Task to carry out: Arrange the records from the line containing "det: vintage postcard photo" through the end of the records as a JSON list of strings, one string per line, with blank lines left out.

--*--

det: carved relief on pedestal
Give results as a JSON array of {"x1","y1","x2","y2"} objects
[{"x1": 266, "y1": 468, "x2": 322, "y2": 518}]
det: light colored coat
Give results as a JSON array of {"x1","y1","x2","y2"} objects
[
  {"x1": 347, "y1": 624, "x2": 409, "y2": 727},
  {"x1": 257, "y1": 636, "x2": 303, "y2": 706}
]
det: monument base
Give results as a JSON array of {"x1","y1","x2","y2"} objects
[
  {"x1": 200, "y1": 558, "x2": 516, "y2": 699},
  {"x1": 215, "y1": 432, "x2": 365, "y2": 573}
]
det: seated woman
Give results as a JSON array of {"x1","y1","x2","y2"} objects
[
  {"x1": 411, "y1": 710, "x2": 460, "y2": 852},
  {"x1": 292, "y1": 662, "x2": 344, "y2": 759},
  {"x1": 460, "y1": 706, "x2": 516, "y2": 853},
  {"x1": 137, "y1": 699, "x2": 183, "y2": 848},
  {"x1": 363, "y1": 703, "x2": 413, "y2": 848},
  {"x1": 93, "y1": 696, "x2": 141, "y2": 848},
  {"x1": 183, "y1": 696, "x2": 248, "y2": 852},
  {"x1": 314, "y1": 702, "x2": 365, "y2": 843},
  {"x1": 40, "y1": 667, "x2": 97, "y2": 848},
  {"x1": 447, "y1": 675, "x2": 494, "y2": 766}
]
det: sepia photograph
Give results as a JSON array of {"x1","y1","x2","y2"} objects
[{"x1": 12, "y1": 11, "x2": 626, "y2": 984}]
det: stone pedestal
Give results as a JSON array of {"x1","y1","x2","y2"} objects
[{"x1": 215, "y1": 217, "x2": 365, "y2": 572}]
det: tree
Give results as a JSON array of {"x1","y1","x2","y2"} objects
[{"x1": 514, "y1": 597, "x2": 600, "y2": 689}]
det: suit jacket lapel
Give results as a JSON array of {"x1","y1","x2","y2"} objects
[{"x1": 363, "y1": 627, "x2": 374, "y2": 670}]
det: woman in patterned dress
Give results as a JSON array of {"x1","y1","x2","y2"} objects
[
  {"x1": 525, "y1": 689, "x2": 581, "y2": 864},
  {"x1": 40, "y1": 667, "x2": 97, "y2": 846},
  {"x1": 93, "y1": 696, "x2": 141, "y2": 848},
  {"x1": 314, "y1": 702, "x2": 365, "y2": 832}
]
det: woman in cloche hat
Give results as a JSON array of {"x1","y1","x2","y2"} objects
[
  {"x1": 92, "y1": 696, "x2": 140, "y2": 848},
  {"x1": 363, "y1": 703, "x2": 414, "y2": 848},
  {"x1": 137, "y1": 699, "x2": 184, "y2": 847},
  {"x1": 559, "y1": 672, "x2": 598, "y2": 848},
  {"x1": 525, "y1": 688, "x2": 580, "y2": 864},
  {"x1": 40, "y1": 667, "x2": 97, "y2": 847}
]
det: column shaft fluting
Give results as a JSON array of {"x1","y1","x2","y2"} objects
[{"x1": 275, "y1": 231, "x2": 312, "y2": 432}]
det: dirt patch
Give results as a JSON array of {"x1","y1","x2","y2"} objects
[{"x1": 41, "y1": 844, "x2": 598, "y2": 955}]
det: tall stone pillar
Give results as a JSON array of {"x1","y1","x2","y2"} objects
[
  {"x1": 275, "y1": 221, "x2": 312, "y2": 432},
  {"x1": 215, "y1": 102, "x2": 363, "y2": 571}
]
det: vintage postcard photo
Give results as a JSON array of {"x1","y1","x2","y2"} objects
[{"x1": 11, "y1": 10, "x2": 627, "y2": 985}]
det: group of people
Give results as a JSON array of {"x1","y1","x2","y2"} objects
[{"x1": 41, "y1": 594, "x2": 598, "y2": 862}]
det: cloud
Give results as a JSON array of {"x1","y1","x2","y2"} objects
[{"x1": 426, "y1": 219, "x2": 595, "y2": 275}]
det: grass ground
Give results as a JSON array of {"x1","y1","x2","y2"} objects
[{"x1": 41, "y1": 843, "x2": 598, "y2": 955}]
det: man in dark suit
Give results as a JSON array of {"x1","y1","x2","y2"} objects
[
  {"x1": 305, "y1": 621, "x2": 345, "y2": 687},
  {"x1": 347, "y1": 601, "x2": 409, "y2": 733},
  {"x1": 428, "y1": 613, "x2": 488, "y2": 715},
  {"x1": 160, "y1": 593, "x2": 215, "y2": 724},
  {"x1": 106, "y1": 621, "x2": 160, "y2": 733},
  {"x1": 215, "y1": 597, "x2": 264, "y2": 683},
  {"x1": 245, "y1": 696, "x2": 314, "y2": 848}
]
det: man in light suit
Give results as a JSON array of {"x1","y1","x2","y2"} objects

--*--

Solved problem:
[
  "det: vintage postcard photo",
  "Give results as a JSON array of {\"x1\",\"y1\",\"x2\",\"y2\"} objects",
  "[{\"x1\": 11, \"y1\": 10, \"x2\": 627, \"y2\": 985}]",
  "det: group of people",
  "Give results as a JSON array of {\"x1\",\"y1\",\"x2\",\"y2\"} objects",
  "[{\"x1\": 41, \"y1\": 594, \"x2\": 598, \"y2\": 862}]",
  "det: cloud",
  "Give results as a JSON array of {\"x1\",\"y1\",\"x2\",\"y2\"} objects",
  "[{\"x1\": 426, \"y1\": 219, \"x2\": 595, \"y2\": 275}]",
  "det: grass ground",
  "Give results as a JSON array of {\"x1\",\"y1\",\"x2\",\"y2\"} objects",
  "[{\"x1\": 41, \"y1\": 843, \"x2\": 598, \"y2\": 955}]",
  "det: man in dark suit",
  "Give results as a JSON array of {\"x1\",\"y1\",\"x2\",\"y2\"} objects",
  "[",
  "  {\"x1\": 305, \"y1\": 621, \"x2\": 345, \"y2\": 687},",
  "  {\"x1\": 347, \"y1\": 601, \"x2\": 409, \"y2\": 733},",
  "  {\"x1\": 428, \"y1\": 613, \"x2\": 488, \"y2\": 715},",
  "  {\"x1\": 160, \"y1\": 593, \"x2\": 215, \"y2\": 724},",
  "  {\"x1\": 106, \"y1\": 621, \"x2\": 160, \"y2\": 733},",
  "  {\"x1\": 215, \"y1\": 597, \"x2\": 264, \"y2\": 683},",
  "  {\"x1\": 245, \"y1\": 696, \"x2\": 314, \"y2\": 848}",
  "]",
  "det: man in light suit",
  "Give results as a JSON array of {\"x1\",\"y1\",\"x2\",\"y2\"} objects"
]